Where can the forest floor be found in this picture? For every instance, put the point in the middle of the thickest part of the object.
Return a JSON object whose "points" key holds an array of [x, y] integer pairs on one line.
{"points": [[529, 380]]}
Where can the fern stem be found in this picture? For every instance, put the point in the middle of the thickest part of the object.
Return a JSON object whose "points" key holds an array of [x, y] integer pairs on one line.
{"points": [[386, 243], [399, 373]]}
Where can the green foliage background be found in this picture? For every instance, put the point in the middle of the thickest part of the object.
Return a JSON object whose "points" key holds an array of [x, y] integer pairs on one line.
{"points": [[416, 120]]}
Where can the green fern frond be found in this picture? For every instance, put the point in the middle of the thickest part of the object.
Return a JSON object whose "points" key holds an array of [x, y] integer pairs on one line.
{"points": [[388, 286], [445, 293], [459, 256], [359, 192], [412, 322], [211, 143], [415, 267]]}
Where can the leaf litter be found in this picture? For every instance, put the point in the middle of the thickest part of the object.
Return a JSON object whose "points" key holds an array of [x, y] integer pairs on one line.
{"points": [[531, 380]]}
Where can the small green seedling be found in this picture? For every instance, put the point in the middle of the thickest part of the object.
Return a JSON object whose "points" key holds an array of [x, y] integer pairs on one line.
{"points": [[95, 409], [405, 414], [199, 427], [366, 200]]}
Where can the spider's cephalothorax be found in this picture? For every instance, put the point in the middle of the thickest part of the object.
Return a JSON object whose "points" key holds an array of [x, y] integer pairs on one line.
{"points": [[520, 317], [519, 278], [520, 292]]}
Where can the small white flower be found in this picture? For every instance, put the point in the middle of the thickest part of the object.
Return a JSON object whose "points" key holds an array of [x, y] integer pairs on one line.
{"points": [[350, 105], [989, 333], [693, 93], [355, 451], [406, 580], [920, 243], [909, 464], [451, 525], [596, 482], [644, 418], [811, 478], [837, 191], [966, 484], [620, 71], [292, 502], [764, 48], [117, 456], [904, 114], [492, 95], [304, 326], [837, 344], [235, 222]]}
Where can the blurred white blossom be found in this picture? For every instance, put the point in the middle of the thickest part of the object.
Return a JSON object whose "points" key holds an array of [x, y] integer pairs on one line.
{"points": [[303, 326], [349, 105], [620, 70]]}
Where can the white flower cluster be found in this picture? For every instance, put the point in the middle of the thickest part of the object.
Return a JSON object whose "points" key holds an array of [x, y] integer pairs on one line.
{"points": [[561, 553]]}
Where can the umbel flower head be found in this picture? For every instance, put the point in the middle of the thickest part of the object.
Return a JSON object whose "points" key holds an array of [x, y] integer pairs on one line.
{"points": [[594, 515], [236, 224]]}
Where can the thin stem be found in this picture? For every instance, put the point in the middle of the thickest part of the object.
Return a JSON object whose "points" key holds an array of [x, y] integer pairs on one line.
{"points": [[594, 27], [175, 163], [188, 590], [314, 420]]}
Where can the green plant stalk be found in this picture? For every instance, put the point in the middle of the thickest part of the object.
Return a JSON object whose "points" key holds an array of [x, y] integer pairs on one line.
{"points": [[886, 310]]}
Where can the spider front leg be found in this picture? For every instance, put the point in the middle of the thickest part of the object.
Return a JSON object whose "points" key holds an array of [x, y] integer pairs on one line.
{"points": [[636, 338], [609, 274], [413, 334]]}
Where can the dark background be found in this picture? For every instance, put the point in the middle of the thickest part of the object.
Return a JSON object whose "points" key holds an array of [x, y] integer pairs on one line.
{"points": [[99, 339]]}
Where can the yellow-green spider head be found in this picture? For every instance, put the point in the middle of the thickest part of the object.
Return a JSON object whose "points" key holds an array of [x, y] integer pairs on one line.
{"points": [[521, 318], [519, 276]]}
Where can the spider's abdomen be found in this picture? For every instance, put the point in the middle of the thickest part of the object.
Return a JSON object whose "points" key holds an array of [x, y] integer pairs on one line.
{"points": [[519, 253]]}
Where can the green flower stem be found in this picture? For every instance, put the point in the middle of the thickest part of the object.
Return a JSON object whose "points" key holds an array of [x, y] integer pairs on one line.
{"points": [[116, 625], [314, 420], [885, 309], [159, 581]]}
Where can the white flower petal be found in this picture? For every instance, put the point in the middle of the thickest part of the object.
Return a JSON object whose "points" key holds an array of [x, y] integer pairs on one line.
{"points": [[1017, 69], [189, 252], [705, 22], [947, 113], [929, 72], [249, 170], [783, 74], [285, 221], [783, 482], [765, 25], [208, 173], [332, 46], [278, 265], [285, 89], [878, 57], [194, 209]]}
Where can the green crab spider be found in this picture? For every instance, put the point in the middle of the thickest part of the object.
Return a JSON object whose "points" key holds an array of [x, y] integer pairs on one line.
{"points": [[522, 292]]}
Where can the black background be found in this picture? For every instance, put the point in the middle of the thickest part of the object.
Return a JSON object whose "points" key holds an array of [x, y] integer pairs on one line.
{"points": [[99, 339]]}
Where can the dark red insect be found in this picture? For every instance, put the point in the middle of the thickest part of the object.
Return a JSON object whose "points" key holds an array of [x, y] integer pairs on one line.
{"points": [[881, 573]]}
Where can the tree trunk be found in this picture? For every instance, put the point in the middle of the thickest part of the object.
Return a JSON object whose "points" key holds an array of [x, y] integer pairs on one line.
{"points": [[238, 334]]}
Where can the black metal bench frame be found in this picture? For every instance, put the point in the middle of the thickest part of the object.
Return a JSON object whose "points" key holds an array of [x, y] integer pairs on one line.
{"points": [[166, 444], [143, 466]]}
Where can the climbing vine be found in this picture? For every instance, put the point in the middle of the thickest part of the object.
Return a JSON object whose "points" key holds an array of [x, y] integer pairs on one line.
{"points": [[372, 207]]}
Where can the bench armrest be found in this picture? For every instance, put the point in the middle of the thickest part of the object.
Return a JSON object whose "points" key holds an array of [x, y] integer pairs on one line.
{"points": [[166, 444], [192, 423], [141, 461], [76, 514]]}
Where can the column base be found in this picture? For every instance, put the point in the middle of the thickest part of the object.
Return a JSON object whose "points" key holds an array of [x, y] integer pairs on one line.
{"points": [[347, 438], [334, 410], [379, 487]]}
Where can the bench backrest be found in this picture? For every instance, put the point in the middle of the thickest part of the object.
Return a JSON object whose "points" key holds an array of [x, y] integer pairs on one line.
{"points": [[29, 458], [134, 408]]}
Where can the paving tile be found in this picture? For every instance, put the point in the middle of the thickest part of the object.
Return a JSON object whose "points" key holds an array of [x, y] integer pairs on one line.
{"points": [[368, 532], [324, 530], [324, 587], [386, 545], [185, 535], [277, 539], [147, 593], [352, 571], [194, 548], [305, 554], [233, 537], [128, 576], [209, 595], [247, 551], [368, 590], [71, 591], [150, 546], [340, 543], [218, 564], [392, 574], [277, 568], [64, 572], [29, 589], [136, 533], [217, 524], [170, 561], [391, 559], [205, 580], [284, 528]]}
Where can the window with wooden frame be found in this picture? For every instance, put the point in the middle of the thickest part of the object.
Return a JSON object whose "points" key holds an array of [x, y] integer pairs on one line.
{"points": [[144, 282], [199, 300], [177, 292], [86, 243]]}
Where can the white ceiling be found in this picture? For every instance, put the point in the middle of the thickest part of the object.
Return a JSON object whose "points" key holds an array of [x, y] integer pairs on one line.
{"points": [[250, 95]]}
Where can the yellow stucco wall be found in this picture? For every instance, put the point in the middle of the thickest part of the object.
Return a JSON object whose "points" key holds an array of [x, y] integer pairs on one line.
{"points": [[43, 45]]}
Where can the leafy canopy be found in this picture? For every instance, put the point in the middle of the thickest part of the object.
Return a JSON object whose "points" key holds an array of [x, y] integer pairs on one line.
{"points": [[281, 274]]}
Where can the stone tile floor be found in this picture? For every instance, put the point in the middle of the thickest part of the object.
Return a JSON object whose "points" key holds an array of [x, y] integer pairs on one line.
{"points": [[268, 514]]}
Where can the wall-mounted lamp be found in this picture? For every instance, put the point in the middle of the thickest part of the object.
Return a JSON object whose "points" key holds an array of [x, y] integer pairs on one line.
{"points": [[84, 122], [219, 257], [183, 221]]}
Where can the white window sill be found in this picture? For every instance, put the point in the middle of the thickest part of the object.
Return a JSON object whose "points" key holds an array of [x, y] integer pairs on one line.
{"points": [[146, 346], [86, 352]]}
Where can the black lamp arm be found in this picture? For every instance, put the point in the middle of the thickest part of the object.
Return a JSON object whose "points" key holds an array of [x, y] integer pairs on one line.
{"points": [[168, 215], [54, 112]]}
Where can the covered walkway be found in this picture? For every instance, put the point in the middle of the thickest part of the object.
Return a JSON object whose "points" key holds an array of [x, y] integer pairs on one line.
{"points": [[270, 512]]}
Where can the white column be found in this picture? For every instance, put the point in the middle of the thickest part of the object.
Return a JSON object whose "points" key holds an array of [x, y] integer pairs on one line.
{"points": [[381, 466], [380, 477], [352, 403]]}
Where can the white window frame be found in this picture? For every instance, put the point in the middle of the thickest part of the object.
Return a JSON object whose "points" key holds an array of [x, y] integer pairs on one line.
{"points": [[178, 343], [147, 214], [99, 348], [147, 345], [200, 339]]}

^^^^^^^^^^^^^^^^

Work instructions: Rewrite the entries from the line containing "Where can the white column" through the last line of the entries, changing "thickest part" to "widest part" and leaving everything else as it is.

Written response:
Where can the white column be found in this picture? For every instance, put the point in the middle of the widest part of the object.
Return a JSON object whose "points" key holds an array of [x, y] integer pairs on one line.
{"points": [[381, 466], [380, 477], [352, 403]]}
Where can the white window frame be found in this picture? For every instance, put the point in the middle of the widest part of the object.
Return a JSON object whose "points" key holds an array of [x, y] integer pairs on one line.
{"points": [[178, 343], [147, 214], [99, 348], [147, 345], [200, 339]]}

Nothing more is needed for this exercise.